(Information shown Opens)

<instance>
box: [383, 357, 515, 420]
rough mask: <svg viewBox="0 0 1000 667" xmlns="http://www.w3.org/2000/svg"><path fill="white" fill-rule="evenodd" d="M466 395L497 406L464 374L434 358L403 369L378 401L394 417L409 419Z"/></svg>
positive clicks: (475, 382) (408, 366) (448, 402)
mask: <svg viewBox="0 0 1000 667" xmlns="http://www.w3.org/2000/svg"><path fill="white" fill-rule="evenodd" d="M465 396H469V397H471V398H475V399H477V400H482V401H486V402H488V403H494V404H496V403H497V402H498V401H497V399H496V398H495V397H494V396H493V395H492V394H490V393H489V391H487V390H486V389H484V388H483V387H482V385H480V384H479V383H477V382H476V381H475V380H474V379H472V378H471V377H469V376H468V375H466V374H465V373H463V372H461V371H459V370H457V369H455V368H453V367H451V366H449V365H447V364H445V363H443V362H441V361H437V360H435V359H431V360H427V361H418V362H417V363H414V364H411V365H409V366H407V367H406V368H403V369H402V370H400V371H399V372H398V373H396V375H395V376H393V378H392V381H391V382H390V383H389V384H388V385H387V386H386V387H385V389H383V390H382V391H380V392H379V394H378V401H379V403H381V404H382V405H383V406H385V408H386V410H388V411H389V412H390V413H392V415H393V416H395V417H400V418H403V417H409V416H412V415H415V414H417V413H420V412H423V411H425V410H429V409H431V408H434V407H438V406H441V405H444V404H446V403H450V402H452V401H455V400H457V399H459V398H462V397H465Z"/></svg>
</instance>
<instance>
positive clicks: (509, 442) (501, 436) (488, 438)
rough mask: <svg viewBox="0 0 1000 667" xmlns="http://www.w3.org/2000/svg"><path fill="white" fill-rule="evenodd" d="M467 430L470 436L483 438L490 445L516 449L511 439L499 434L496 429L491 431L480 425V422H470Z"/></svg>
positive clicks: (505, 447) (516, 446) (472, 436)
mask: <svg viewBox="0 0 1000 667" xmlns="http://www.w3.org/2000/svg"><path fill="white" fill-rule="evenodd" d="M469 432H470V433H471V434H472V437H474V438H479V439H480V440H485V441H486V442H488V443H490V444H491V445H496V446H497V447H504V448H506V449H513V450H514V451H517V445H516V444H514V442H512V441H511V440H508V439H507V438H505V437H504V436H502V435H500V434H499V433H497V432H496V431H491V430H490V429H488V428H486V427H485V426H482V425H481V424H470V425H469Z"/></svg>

(Information shown Closes)

## Assignment
Which lines hold the word "rough"? Return all of them from the records above.

## Response to this exercise
rough mask: <svg viewBox="0 0 1000 667" xmlns="http://www.w3.org/2000/svg"><path fill="white" fill-rule="evenodd" d="M466 395L497 406L464 374L434 358L403 369L378 401L394 417L409 419Z"/></svg>
rough mask: <svg viewBox="0 0 1000 667" xmlns="http://www.w3.org/2000/svg"><path fill="white" fill-rule="evenodd" d="M467 430L470 436L483 438L490 445L516 449L511 439L499 434L496 429L491 431L480 425V422H470Z"/></svg>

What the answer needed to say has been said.